ABOUT THIS EXERCISE >> All of the data below is to be output without alteration.

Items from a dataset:
================

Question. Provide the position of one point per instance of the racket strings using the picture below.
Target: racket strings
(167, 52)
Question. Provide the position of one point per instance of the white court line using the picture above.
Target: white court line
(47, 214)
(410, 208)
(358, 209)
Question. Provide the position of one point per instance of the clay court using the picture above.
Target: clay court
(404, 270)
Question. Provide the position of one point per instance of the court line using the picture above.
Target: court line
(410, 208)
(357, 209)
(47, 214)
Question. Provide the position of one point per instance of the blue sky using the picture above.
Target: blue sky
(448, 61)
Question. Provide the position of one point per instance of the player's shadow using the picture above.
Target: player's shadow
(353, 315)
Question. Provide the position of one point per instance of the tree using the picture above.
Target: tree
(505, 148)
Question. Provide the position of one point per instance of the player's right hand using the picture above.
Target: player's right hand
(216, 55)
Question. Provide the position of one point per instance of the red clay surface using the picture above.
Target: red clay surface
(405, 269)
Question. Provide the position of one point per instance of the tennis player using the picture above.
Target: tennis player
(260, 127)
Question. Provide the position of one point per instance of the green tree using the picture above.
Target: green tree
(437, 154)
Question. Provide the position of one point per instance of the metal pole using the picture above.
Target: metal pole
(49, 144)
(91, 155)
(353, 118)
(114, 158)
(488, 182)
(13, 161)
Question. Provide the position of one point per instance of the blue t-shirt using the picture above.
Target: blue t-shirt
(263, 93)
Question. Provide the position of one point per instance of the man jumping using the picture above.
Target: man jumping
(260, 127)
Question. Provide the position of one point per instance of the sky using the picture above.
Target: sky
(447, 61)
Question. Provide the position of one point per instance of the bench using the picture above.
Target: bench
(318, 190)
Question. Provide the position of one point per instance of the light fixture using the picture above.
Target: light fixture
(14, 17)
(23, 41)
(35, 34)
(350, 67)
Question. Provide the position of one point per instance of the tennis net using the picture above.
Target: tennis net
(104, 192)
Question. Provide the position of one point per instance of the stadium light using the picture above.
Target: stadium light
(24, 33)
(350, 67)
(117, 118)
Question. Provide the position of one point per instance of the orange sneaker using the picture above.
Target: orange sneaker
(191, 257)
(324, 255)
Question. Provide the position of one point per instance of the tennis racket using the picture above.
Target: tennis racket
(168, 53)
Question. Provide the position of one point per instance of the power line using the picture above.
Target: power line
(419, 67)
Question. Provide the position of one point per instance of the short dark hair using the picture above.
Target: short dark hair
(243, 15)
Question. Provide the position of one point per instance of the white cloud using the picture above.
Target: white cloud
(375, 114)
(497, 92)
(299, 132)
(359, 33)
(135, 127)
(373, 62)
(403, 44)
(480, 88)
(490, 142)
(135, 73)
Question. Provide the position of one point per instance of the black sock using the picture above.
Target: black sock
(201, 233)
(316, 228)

================

ANSWER TO THIS EXERCISE >>
Question. Provide the position of one point per instance of the racket strings using the picture below.
Target: racket strings
(167, 52)
Question. Provide the position of one point per instance of the white court line using the picture above.
Target: white court line
(47, 214)
(410, 208)
(358, 209)
Question. Provide the position of one point per instance of the clay court using the picture above.
Target: clay court
(404, 270)
Question. Provide the position of one point per instance of the court line using the picture above.
Target: court line
(410, 208)
(357, 209)
(47, 214)
Question. Provide the position of one point per instance of the blue sky using the picture above.
Target: blue sky
(448, 61)
Question. Provide the position of one point per instance of the player's shadow using the picture above.
Target: player's shadow
(353, 315)
Question. Provide the position of one point per instance of the tree using the picture above.
Target: tree
(505, 148)
Question. Provide the position of one point per instance of the player's right hand using the picture above.
Target: player's right hand
(216, 55)
Question. Provide the position of one point per instance of the red clay surface using the picture above.
Target: red clay surface
(405, 269)
Question. Provide the position of one point per instance of the tennis player using the picture above.
Target: tennis player
(260, 127)
Question. Provide the position of one point per instance of the green tree using the picture above.
Target: green tree
(437, 154)
Question. Provide the position of one point per instance of the metal pole using the picture above.
Target: metal pole
(49, 144)
(91, 155)
(353, 118)
(114, 158)
(488, 182)
(13, 161)
Question. Provide the position of one point per instance of the blue t-shirt using the picture above.
Target: blue t-shirt
(263, 93)
Question. Provide the position of one point per instance of the man jumping using the picture above.
Target: man jumping
(260, 127)
Question. Provide the position of one point per instance of the sky using the picture above.
Target: sky
(447, 61)
Question. Provide the position of one point per instance of the bench using the picture above.
Target: bench
(318, 190)
Question. Provide the position of one point per instance of the light fixture using the picture above.
Target: light fixture
(14, 17)
(23, 41)
(35, 34)
(350, 67)
Question. Provide the position of one point per instance of the tennis net using the picture above.
Target: tennis net
(104, 192)
Question. Provide the position of one point per instance of the stadium light using the picture above.
Target: stadium light
(24, 33)
(350, 67)
(117, 118)
Question. Provide the position of one point per instance of the orange sneaker using the picture above.
Target: orange sneaker
(191, 257)
(324, 255)
Question. Provide the position of one point per instance of the tennis racket using the picture above.
Target: tennis racket
(168, 53)
Question. Provide the position of one point per instance of the power line using the picture above.
Target: power line
(419, 67)
Question. Provide the position of one point per instance of the short dark hair using the picture above.
Target: short dark hair
(243, 15)
Question. Provide the position of one point per instance of the white cloud using the picture above.
Target: white cloud
(375, 114)
(497, 92)
(299, 132)
(359, 33)
(135, 127)
(373, 62)
(403, 44)
(480, 88)
(490, 142)
(135, 73)
Question. Provide the position of one point per instance of the black sock using the picture above.
Target: black sock
(201, 233)
(316, 228)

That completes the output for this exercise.